• _Goal of the exercise_
Extract verbatim the stretch of items that opens with the line containing "label the goal net, a point per instance." and closes with the line containing "label the floodlight", including both of those lines.

• _Information provided_
+ + + + +

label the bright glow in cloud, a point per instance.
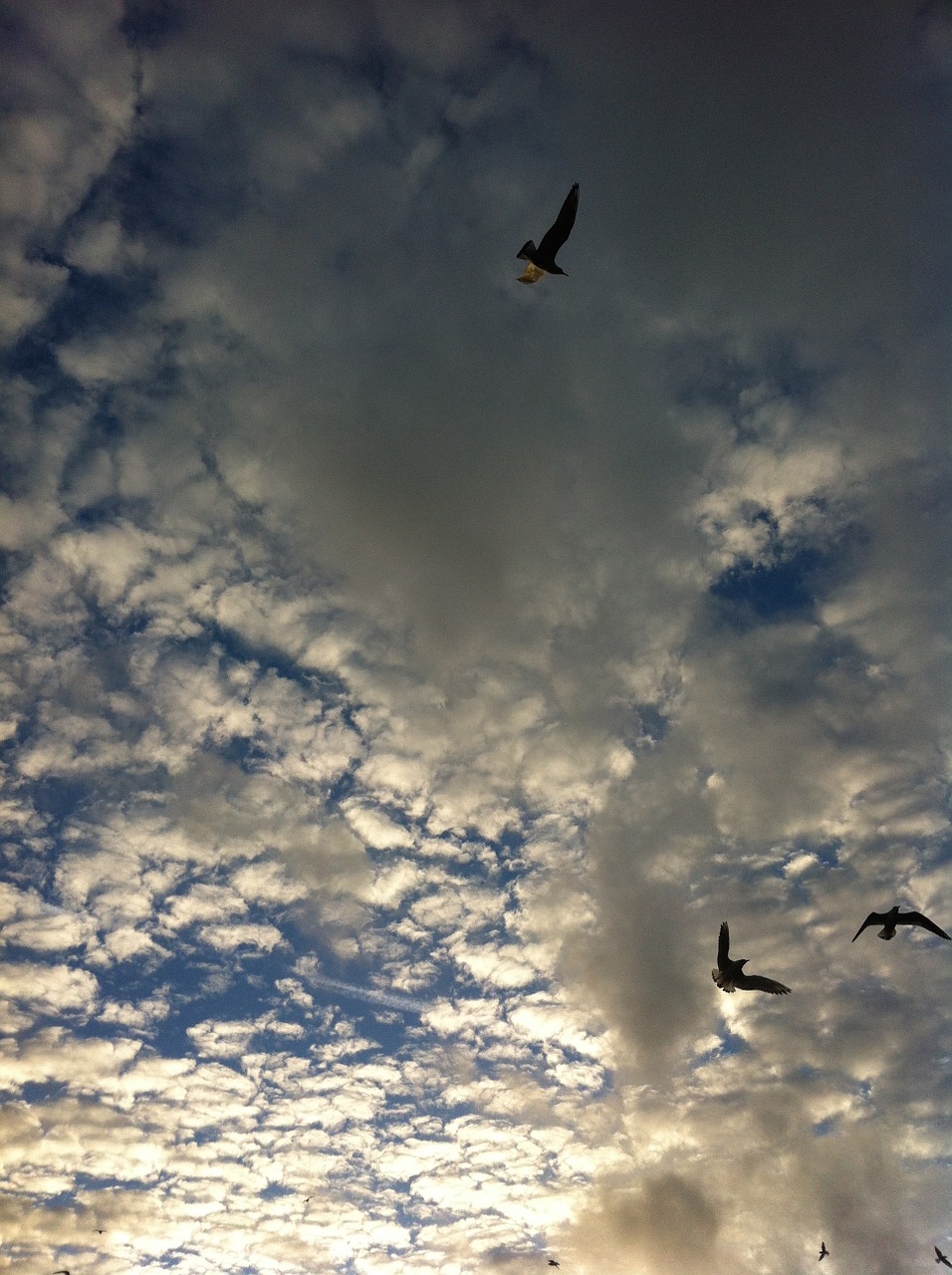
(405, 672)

+ + + + +

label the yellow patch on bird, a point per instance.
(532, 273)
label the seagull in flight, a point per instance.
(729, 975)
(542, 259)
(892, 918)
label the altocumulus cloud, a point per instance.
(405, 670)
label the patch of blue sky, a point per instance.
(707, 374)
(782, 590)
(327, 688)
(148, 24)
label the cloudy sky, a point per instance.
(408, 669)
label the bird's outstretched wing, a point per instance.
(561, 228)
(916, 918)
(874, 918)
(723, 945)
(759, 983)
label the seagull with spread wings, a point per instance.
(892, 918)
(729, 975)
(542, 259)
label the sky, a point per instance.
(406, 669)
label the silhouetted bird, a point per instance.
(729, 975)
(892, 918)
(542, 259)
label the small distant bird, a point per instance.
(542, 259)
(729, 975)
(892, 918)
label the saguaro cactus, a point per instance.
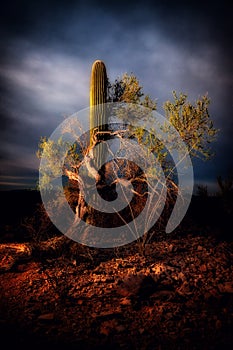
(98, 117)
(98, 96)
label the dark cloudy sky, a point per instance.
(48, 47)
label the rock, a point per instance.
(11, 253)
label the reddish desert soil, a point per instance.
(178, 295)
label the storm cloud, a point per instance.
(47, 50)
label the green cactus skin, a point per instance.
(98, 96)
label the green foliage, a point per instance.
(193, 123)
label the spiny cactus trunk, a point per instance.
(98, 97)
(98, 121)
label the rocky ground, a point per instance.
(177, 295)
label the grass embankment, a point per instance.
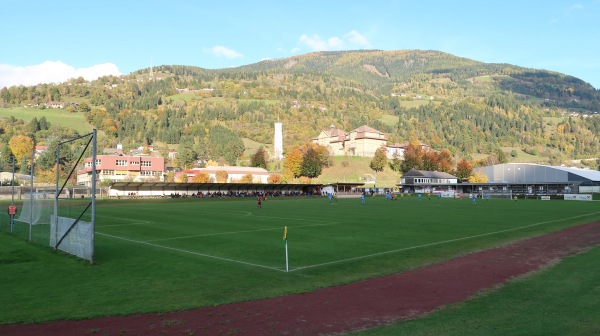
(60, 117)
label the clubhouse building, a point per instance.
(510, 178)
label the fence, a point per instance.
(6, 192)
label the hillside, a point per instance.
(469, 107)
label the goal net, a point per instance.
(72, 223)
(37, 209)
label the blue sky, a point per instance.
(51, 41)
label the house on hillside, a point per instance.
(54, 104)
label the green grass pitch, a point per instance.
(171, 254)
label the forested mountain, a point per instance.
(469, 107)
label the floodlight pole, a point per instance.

+ + + + +

• _Full solution_
label the goal net, a point per instance.
(72, 223)
(37, 209)
label the blue sky, a point per instance.
(51, 41)
label the house on hillside, a point per instance.
(54, 104)
label the green grass pitch, a point per instance.
(171, 254)
label the forested mountain, a point per instance.
(469, 107)
label the floodlight pole, a point per instance.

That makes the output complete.